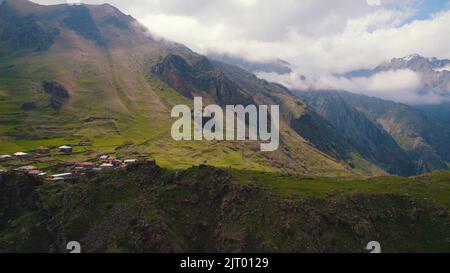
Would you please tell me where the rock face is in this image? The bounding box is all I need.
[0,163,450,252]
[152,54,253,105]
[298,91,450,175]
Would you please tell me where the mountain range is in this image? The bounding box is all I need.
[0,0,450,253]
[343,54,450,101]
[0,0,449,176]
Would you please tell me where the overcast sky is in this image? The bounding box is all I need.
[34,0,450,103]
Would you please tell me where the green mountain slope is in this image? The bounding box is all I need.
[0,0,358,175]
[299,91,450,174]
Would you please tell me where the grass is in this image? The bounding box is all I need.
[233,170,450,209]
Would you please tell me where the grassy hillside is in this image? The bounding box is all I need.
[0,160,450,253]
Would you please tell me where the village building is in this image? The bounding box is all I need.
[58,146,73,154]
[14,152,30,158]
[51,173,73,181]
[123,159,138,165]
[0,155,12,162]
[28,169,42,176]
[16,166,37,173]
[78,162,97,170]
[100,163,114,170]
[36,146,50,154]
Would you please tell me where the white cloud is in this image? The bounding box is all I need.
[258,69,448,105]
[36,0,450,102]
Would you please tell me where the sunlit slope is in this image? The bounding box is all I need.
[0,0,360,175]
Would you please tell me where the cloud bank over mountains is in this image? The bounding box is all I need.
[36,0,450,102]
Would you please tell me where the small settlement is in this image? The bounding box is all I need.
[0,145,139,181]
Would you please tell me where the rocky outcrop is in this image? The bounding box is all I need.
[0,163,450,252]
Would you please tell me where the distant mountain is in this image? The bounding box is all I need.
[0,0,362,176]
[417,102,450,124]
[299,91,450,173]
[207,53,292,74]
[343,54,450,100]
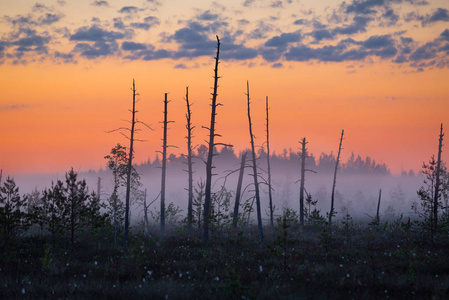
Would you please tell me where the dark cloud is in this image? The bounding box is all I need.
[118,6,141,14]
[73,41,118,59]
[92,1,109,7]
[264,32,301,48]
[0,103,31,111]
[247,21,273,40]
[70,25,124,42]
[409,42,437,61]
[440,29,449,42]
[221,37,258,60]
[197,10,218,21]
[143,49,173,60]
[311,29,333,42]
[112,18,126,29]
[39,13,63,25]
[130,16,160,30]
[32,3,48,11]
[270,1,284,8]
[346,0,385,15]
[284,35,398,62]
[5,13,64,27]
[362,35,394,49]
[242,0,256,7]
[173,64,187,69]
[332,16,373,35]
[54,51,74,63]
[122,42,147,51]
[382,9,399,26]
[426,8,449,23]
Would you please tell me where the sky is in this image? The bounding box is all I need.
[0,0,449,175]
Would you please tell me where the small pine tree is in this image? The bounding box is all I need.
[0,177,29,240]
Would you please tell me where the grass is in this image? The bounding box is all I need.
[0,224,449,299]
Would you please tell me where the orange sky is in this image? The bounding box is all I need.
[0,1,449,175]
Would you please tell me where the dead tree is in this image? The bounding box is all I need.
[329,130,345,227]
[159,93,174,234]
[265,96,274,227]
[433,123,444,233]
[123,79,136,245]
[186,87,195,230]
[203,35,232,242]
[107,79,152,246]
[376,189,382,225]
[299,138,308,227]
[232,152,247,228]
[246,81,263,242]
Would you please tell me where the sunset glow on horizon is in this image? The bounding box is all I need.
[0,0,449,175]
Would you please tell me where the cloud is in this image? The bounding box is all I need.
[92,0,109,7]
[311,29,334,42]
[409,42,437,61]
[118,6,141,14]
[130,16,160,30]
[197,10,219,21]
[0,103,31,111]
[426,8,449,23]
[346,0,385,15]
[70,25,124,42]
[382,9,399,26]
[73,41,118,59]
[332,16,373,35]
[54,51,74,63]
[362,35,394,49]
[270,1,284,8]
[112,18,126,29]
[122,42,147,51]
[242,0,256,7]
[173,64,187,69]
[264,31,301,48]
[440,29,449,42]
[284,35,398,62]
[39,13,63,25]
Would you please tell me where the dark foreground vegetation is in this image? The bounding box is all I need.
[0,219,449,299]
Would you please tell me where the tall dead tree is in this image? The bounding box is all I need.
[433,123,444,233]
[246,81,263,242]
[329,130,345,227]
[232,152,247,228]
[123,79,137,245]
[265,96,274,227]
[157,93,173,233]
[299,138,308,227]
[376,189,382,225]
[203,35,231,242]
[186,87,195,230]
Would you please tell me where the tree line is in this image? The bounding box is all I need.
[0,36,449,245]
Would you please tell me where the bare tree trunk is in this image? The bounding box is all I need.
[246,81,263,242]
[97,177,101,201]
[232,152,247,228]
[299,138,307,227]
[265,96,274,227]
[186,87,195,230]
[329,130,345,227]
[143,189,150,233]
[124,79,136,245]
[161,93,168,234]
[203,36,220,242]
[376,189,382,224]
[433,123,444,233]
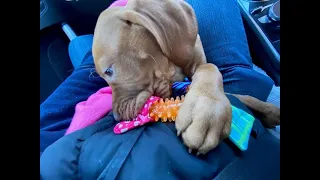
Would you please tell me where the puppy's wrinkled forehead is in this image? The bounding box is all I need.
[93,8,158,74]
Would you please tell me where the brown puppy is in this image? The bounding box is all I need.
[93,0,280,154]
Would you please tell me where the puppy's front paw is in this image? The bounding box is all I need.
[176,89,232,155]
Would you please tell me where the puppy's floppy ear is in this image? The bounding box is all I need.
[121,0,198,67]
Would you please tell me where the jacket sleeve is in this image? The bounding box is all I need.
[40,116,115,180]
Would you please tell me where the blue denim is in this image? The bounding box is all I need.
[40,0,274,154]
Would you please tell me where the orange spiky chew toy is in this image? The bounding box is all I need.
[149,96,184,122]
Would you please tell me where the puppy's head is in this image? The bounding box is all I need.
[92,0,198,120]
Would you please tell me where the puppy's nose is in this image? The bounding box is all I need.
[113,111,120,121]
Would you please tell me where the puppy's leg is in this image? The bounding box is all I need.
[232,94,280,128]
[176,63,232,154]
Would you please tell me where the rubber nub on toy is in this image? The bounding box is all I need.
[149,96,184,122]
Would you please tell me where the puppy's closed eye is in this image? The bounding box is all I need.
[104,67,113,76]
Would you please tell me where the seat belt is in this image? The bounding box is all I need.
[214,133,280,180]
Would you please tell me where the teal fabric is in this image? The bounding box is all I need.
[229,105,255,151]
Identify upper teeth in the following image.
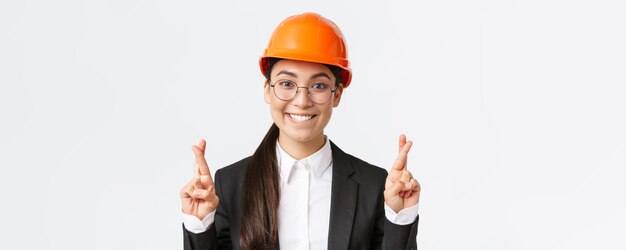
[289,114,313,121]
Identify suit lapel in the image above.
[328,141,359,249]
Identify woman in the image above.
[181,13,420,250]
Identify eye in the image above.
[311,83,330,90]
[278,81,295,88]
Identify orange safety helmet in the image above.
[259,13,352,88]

...

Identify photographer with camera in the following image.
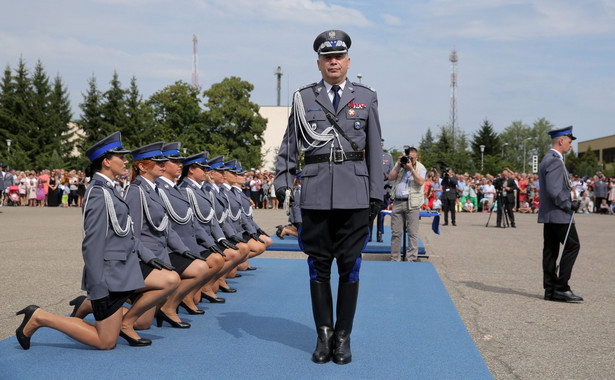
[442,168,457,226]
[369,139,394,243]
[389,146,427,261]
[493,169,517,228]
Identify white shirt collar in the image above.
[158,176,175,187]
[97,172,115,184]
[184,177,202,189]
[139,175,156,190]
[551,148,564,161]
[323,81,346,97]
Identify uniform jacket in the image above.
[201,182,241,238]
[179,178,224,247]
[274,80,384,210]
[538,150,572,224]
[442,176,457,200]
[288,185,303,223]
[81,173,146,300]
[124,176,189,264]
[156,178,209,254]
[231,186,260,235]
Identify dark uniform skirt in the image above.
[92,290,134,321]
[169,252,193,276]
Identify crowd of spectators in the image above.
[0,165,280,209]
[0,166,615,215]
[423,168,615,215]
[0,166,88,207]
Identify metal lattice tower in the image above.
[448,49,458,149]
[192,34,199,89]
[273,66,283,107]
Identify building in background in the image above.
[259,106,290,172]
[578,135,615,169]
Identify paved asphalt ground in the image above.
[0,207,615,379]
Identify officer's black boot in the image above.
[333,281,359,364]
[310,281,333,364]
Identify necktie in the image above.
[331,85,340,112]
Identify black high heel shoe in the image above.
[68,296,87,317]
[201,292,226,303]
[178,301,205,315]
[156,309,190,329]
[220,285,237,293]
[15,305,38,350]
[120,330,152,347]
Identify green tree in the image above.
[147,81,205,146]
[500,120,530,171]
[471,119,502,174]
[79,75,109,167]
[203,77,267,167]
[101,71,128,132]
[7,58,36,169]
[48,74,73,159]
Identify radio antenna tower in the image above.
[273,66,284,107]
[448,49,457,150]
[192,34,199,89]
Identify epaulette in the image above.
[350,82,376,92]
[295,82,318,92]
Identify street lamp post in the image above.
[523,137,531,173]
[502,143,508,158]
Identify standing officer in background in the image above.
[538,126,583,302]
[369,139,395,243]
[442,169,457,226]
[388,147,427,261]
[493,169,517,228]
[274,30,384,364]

* * *

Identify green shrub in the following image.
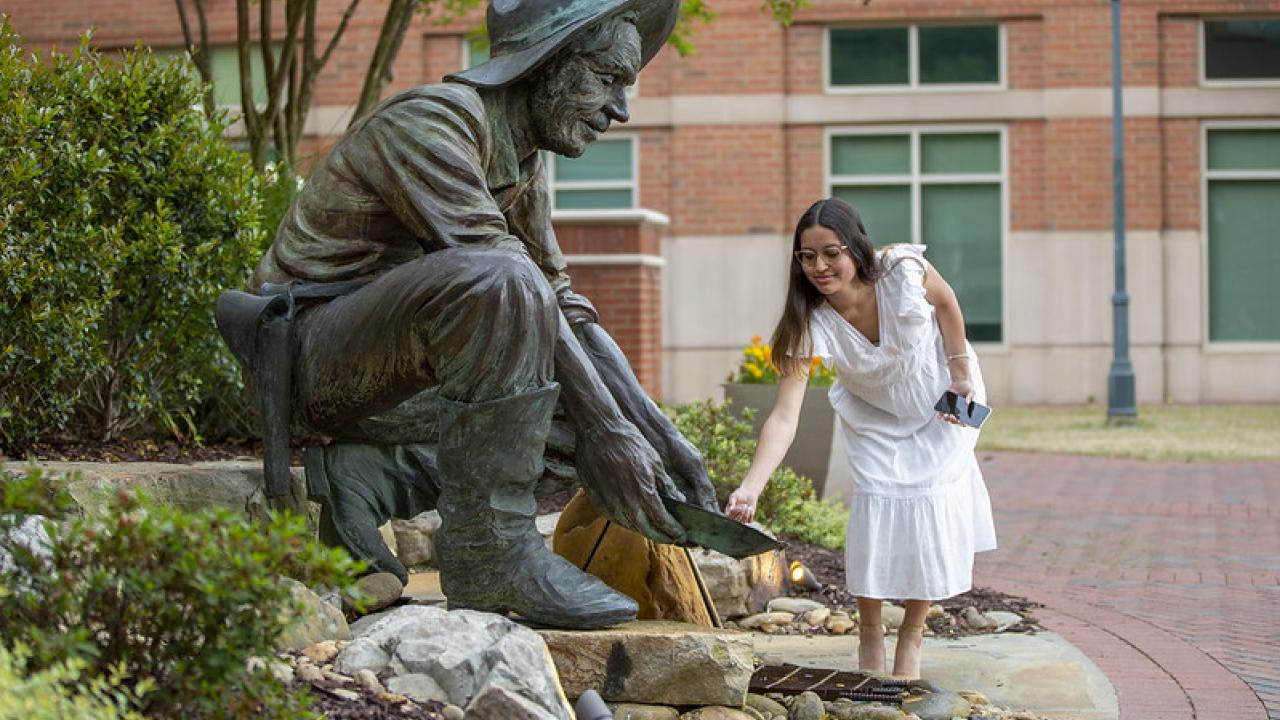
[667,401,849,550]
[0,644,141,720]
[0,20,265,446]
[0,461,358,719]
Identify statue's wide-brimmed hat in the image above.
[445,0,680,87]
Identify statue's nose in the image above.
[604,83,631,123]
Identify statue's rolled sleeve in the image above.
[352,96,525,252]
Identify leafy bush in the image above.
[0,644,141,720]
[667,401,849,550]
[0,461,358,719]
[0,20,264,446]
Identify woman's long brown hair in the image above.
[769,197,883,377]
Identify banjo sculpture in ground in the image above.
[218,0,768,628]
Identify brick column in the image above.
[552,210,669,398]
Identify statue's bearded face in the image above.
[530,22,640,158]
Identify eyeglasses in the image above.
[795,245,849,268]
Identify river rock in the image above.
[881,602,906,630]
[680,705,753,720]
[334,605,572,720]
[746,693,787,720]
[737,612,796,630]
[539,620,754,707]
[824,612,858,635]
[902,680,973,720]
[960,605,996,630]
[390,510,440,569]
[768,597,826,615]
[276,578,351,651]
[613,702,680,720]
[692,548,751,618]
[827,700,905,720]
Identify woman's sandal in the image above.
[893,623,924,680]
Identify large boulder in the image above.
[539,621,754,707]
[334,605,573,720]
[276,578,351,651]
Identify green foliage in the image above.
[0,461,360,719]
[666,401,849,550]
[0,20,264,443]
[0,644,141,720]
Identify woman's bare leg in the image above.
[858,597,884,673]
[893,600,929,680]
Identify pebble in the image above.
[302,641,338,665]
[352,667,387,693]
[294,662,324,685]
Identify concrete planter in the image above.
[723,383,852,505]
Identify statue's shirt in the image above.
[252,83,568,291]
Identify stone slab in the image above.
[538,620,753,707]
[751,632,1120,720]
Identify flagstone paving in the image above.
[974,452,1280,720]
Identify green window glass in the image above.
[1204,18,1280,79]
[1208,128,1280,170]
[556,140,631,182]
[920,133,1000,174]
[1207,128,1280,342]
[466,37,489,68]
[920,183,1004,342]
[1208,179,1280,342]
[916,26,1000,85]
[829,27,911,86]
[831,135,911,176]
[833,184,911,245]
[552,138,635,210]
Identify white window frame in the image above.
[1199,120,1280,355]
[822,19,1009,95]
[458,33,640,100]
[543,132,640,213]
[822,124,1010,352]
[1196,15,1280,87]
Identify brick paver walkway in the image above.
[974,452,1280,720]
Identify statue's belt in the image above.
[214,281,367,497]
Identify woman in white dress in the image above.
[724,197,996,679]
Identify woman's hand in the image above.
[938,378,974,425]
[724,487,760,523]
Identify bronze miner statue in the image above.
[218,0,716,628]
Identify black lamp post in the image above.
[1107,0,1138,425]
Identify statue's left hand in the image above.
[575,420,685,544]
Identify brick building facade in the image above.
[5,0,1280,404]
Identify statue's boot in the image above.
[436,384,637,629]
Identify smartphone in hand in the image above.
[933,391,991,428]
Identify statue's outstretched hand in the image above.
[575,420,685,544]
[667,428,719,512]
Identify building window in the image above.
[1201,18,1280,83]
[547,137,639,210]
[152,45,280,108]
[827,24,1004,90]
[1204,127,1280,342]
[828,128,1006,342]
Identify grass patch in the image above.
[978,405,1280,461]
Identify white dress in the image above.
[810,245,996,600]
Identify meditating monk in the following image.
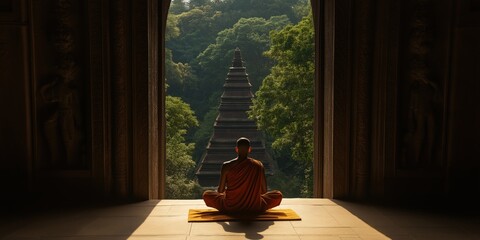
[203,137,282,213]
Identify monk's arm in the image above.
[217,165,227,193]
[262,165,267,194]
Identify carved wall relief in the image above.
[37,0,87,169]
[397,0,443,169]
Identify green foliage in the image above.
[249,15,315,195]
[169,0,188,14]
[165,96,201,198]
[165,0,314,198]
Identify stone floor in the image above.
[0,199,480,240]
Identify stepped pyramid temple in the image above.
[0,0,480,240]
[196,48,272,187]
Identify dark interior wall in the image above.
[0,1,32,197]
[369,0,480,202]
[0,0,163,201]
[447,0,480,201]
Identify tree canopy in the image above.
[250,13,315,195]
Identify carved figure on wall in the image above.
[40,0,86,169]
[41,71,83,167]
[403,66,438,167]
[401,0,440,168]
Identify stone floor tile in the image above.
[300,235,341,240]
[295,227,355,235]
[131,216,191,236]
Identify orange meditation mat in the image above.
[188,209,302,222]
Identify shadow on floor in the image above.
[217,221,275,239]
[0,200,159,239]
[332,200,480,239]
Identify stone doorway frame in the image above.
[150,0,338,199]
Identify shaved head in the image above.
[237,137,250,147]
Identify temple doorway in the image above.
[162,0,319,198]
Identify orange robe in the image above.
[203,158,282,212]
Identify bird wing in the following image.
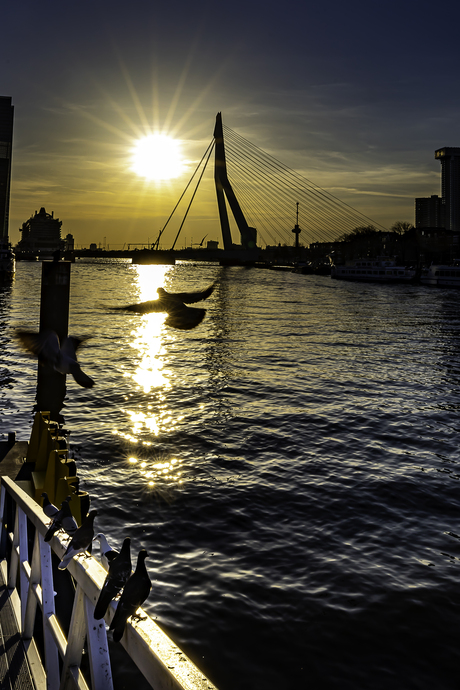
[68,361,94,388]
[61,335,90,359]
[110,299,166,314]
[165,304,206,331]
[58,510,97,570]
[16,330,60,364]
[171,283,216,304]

Directive →
Lay out the lines from the one containing "Identify statue's bearded" through the one containing "[214,281,367,497]", both included, as a JSON list of strings, one string per line, leaving out any blank lines.

Finished task →
[
  "Identify statue's bearded face in the image above.",
  "[530,22,640,158]",
  "Identify eyeglasses in the image above.",
  "[795,245,849,268]",
  "Identify river rock in the image above.",
  "[881,602,906,630]",
  "[680,705,753,720]",
  "[334,605,572,720]",
  "[746,693,787,720]",
  "[737,612,796,630]",
  "[539,620,754,707]",
  "[824,612,858,635]",
  "[902,680,973,720]",
  "[960,605,996,630]",
  "[390,510,440,569]",
  "[768,597,826,615]",
  "[276,578,351,651]",
  "[613,702,680,720]",
  "[692,548,751,618]",
  "[827,700,905,720]",
  "Identify woman's sandal in the image above.",
  "[893,623,924,680]",
  "Identify large boulder in the image above.",
  "[539,621,754,707]",
  "[334,605,573,720]",
  "[276,578,351,651]",
  "Identify green foliage in the image above.",
  "[0,461,360,719]",
  "[666,401,849,550]",
  "[0,20,264,443]",
  "[0,644,141,720]",
  "Identify woman's bare leg in the image above.",
  "[858,597,884,673]",
  "[893,600,929,680]",
  "Identify pebble in the image above.",
  "[302,641,338,665]",
  "[352,667,387,693]",
  "[294,662,324,685]",
  "Identify concrete planter in the image above.",
  "[723,383,852,505]",
  "Identify statue's shirt in the image above.",
  "[252,83,568,291]",
  "Identify stone slab in the image above.",
  "[538,620,753,707]",
  "[751,632,1120,720]",
  "Identify flagstone paving in the image above.",
  "[974,452,1280,720]",
  "Identify green window glass in the image above.",
  "[1204,18,1280,79]",
  "[1208,128,1280,170]",
  "[556,140,631,182]",
  "[920,133,1000,174]",
  "[1207,128,1280,342]",
  "[466,37,489,68]",
  "[920,183,1004,342]",
  "[1208,179,1280,342]",
  "[916,26,1000,85]",
  "[829,27,911,86]",
  "[831,135,911,176]",
  "[833,184,911,245]",
  "[552,138,635,210]",
  "Identify white window frame in the image above.",
  "[1199,120,1280,355]",
  "[822,19,1009,95]",
  "[458,33,640,100]",
  "[543,132,640,213]",
  "[822,124,1010,352]",
  "[1196,15,1280,87]",
  "Identify brick paver walkway in the image above.",
  "[974,452,1280,720]",
  "Identify statue's belt in the image above.",
  "[214,281,367,497]"
]